TASK TO COMPLETE - Lay out the lines of the entries between the line holding "Examine the provided image for any grass." and the line holding "[86,97,120,116]", inclusive, as a numbered list, leaving out any blank lines.

DATA IN THIS EXERCISE -

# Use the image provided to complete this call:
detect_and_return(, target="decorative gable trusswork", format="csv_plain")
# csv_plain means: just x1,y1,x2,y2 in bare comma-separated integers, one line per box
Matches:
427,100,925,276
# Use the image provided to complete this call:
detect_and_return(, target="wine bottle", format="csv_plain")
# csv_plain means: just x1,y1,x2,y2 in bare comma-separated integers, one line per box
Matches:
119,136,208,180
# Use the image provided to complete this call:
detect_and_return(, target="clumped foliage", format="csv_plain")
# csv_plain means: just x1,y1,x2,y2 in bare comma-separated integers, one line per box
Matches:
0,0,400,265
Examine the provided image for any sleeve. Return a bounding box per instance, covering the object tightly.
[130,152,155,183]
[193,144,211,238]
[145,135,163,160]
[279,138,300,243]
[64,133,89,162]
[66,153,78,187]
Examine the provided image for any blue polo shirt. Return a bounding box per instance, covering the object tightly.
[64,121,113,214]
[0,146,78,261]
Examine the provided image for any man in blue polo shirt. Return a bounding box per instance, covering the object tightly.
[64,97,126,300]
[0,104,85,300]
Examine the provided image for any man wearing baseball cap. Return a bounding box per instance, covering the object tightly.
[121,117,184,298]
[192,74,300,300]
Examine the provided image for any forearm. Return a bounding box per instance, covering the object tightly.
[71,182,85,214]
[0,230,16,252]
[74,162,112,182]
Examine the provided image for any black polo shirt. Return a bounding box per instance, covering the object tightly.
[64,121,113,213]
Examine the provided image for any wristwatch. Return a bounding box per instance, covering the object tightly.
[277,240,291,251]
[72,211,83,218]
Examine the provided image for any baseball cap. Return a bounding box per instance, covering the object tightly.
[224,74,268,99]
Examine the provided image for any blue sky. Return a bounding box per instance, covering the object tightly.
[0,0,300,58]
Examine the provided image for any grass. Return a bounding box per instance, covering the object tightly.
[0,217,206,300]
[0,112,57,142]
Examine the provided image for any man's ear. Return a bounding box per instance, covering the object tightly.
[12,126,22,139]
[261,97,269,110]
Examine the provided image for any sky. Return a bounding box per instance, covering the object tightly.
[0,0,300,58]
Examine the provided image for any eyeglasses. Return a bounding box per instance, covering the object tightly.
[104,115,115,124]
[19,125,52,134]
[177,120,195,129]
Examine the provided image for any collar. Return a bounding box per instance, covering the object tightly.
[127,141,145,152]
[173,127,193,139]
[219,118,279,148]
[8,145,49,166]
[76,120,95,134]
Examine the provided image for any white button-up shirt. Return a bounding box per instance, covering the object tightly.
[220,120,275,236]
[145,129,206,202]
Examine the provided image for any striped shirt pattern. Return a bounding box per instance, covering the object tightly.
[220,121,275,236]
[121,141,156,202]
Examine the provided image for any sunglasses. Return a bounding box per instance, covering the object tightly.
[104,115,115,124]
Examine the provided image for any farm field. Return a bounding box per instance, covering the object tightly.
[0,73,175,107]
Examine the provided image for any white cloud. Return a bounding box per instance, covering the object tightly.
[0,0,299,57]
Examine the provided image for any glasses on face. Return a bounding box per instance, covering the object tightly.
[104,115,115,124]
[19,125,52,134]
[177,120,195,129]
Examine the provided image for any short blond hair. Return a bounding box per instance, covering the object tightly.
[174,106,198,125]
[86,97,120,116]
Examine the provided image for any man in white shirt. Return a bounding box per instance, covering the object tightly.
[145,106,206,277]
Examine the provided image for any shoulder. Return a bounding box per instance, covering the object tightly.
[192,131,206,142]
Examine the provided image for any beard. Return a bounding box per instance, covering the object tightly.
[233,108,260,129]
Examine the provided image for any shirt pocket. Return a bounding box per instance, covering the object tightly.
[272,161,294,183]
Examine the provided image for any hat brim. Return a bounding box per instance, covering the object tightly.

CORRECT ANSWER -
1. Examine the provided image for any grass. Return a bounding box per instance, covering the object tightly.
2. [0,217,206,300]
3. [0,112,57,142]
4. Examine the provided image for any man's ear. Return a bounding box per instance, covering the object tightly.
5. [12,126,22,139]
6. [261,97,269,110]
7. Examine the provided image for any sky. Return a bounding box per instance, covering the object tightly.
8. [0,0,300,58]
9. Examine the provided image for any eyeglasses. Return a bounding box per instance, covering the object tightly.
10. [104,115,115,124]
11. [19,125,52,134]
12. [177,120,195,129]
13. Examine the provided image for any collar. Return a bounding box per instance, covering the object tightly.
14. [127,141,145,152]
15. [173,127,193,139]
16. [219,118,279,148]
17. [8,145,49,166]
18. [76,120,95,134]
19. Examine the provided image for any white button-up shirt. Return a bounding box per instance, covering the object tightly.
20. [220,120,275,236]
21. [145,129,206,202]
22. Examine the provided image for any striped shirt pattern. Return a bounding box per instance, covering the object tightly.
23. [220,121,275,236]
24. [121,141,156,202]
25. Examine the provided image for any sunglasses. Return a bounding box per instance, covering the object tightly.
26. [104,115,115,124]
27. Examine the provided image for any farm field. Return a bounding box per instance, covering the object tightly.
28. [0,73,175,107]
29. Examine the provided image for any white cloud. Return a bounding box per instance, covering the object tightly.
30. [0,0,299,57]
31. Examine the provided image for any glasses on face. Return a bounding box per instance, covering the object tightly.
32. [104,115,115,124]
33. [19,125,52,134]
34. [177,120,195,129]
35. Examine the provided image for any short blond hair. Return a bounding box per instance, covering the object tightly.
36. [174,106,198,125]
37. [86,97,120,116]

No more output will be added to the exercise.